[Begin RECORDS SHOWN]
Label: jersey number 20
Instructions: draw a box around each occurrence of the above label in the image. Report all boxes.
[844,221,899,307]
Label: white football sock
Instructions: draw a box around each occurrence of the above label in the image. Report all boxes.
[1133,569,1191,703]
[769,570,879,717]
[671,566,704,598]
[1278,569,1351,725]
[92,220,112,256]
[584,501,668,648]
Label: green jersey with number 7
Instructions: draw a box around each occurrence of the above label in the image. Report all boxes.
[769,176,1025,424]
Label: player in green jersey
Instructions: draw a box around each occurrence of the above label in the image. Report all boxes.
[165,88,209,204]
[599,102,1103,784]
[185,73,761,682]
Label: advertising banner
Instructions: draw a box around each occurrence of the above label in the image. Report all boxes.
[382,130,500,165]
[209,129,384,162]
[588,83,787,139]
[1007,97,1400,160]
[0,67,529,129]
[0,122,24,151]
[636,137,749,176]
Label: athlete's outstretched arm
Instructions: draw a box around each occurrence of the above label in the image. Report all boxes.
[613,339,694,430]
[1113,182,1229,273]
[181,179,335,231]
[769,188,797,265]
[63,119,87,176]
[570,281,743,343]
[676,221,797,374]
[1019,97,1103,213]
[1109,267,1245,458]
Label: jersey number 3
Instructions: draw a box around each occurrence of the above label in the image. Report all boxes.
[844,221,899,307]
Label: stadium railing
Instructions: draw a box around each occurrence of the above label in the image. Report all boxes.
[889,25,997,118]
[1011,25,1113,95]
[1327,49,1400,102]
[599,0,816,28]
[End RECORDS SHOWN]
| THE EXERCISE |
Convert the data entries above into a JSON list of strings, with one string for each line and no blank lines included.

| FINISHED ANSWER |
[
  "Label: jersey number 20",
  "Instructions: draw a box around each occurrence of the above label in the image. Report all boxes.",
  "[844,221,899,307]",
  "Label: white football sock",
  "Instructions: draw a box around each occurrence of the above label in the image. Report all boxes.",
  "[1133,569,1191,703]",
  "[769,570,879,717]",
  "[671,566,704,598]",
  "[1278,569,1351,725]",
  "[92,220,112,256]",
  "[584,501,668,648]",
  "Label: green jersey with number 7",
  "Instructions: draw a box around each occurrence of the above label in the image. Report all boxes.",
  "[769,176,1025,424]",
  "Label: player in green jersey",
  "Instructions: draw a box around each occurrence of the above label in the image. Report all boxes.",
  "[165,88,209,204]",
  "[599,102,1103,784]",
  "[185,73,761,682]",
  "Label: advertising banner",
  "Instructions: draw a box around each occurrence of the above label in the image. Report all boxes.",
  "[382,130,500,165]",
  "[209,129,384,162]",
  "[588,83,787,139]",
  "[1007,97,1400,160]",
  "[0,67,529,129]",
  "[0,122,24,151]",
  "[636,137,749,176]",
  "Label: athlete's outstretched arm",
  "Instructions: draw a box around each occurrence of the above label in the image. Report all boxes.",
  "[613,339,694,430]",
  "[1113,182,1229,273]",
  "[181,179,335,231]",
  "[769,188,797,265]",
  "[63,119,87,176]",
  "[570,281,743,343]",
  "[676,221,797,374]",
  "[1019,97,1103,213]",
  "[1109,267,1245,458]",
  "Label: jersey number 3",
  "Instructions: draw a box around each occurrence of the above label in the image. Report all boxes.",
  "[844,221,899,307]",
  "Label: stadium railing",
  "Instructions: draw a box around each occurrence of the above label in the image. Report all boxes.",
  "[889,25,997,118]",
  "[1011,25,1113,95]",
  "[1327,49,1400,102]",
  "[599,0,816,28]"
]